国土の多くを森林に囲まれた日本。一見自然とはかけ離れているように見える都市部の生活もまた、農山村地域に頼っているという事実があります。過疎化が進む農山村と都市とを結び、森や地域の自然を守る活動を行うNPOに、都市と農山村の関係のあり方について話を聞きました。(JAMMIN=山本 めぐみ)
都市と農山村地域を結ぶ「きっかけ」づくり
「認定NPO法人JUON(樹恩)NETWORK」は、都市と農山村が支え合うネットワークを森林などをめぐる体験・交流・応援の活動によってひろげ、持続可能な社会を創造する活動をしています。
「全国にある700以上の大学のうち、200校にある大学生協の連合会が中心となり、呼びかけて設立された団体で、18〜40歳を対象に、森林ボランティア青年リーダー養成講座を開催し、森づくり活動の担い手を養成しているほか、森を守るために間伐材や国産材を使ったオリジナルの割り箸を作ったり、農家のお手伝いをしたりといったプロジェクトも多数開催している。まずは関わって、農山村の抱える課題を知ってもらいたい」と話すのは、JUON(樹恩)NETWORK事務局長の鹿住貴之(かすみ・たかゆき)さん(46)。

[未加工の資料]:
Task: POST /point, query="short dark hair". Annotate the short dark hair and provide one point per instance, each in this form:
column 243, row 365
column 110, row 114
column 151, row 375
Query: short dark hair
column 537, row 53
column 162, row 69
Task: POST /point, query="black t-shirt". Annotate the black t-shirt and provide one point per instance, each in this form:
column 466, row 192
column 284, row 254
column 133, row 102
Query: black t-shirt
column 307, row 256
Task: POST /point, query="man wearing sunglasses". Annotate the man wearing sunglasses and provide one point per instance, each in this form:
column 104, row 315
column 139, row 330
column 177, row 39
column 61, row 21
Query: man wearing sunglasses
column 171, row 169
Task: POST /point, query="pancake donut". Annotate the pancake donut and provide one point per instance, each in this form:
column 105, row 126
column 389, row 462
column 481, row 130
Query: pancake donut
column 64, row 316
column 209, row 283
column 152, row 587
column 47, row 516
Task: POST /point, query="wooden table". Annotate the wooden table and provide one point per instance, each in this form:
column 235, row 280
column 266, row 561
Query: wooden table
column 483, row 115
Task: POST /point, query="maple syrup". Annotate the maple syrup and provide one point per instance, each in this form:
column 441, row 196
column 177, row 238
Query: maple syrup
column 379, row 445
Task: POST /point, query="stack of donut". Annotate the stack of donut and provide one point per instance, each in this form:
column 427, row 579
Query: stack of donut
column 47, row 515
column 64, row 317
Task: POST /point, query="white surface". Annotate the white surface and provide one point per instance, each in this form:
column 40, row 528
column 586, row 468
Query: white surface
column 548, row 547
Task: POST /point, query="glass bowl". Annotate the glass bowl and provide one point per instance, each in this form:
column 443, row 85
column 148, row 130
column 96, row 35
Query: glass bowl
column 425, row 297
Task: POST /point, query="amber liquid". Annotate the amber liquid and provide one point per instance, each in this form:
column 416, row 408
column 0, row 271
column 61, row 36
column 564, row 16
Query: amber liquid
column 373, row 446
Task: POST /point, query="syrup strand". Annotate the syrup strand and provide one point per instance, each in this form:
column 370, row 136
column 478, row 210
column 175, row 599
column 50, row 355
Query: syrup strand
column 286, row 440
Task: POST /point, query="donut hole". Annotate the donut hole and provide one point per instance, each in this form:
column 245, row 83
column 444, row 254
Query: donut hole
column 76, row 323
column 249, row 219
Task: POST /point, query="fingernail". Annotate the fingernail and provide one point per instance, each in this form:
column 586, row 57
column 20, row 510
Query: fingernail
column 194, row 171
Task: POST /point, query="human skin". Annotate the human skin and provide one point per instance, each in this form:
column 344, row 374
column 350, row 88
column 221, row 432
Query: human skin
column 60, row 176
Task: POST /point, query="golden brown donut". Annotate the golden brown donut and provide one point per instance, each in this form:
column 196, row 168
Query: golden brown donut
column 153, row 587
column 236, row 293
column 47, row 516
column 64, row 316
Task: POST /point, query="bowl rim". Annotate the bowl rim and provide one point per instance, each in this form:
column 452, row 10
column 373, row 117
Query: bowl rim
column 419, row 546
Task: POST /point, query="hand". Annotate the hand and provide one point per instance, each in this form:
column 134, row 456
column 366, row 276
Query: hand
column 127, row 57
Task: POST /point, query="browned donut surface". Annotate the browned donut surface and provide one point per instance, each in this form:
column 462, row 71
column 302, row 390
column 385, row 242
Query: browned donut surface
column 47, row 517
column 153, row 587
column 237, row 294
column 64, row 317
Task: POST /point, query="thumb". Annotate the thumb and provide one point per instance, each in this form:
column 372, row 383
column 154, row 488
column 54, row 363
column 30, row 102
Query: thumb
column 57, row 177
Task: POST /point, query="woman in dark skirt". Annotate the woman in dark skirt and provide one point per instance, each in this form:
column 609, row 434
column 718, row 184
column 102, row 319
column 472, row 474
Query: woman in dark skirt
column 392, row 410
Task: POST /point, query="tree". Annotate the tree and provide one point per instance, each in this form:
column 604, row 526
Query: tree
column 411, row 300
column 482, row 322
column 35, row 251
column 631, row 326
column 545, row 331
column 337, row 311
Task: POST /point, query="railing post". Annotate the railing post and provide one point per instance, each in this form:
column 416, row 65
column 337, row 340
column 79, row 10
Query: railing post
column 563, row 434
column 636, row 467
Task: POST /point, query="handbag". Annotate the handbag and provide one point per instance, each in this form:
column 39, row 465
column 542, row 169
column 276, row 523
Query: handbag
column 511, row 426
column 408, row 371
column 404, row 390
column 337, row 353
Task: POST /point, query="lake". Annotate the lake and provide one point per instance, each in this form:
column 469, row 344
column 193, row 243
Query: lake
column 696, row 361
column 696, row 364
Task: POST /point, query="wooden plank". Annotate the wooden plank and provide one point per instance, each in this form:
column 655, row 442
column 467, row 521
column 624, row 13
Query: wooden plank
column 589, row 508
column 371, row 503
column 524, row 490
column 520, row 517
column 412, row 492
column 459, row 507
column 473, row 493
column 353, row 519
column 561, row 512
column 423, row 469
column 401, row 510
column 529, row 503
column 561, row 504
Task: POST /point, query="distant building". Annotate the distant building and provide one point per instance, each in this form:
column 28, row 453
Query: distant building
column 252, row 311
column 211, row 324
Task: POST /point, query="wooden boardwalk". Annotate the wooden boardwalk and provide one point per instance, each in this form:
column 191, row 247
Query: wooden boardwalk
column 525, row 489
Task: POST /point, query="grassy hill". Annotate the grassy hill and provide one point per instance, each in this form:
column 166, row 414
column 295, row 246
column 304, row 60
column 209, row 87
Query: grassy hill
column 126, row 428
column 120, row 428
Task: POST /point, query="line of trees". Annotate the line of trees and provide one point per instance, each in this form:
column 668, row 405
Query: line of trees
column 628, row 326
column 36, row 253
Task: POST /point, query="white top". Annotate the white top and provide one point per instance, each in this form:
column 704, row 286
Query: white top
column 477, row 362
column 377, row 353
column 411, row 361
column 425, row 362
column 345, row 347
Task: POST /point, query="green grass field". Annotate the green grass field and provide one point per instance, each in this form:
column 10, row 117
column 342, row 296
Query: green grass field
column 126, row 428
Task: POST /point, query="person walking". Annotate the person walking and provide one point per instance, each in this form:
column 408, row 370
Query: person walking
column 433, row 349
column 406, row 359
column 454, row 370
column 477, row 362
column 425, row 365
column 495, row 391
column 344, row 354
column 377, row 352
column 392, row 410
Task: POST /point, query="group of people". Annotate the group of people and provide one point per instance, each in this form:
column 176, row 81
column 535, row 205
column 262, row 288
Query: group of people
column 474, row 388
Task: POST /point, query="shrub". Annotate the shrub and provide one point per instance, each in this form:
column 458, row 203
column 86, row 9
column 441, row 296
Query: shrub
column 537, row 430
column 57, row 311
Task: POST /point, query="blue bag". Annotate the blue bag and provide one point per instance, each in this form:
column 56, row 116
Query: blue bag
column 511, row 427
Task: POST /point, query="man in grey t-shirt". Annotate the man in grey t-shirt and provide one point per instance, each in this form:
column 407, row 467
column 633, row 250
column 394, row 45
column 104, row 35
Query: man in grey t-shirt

[やるべきこと]: 引用文のうち、「国土の多くを森林に囲まれた日」と「み・たかゆき)さん(46)。」の間を、両端の語句も含めて一字一句そのまま書き写してもらえますか。 ここでは資料は一切使いません。

[正しい結果]:
国土の多くを森林に囲まれた日本。一見自然とはかけ離れているように見える都市部の生活もまた、農山村地域に頼っているという事実があります。過疎化が進む農山村と都市とを結び、森や地域の自然を守る活動を行うNPOに、都市と農山村の関係のあり方について話を聞きました。(JAMMIN=山本 めぐみ)
都市と農山村地域を結ぶ「きっかけ」づくり
「認定NPO法人JUON(樹恩)NETWORK」は、都市と農山村が支え合うネットワークを森林などをめぐる体験・交流・応援の活動によってひろげ、持続可能な社会を創造する活動をしています。
「全国にある700以上の大学のうち、200校にある大学生協の連合会が中心となり、呼びかけて設立された団体で、18〜40歳を対象に、森林ボランティア青年リーダー養成講座を開催し、森づくり活動の担い手を養成しているほか、森を守るために間伐材や国産材を使ったオリジナルの割り箸を作ったり、農家のお手伝いをしたりといったプロジェクトも多数開催している。まずは関わって、農山村の抱える課題を知ってもらいたい」と話すのは、JUON(樹恩)NETWORK事務局長の鹿住貴之(かすみ・たかゆき)さん(46)。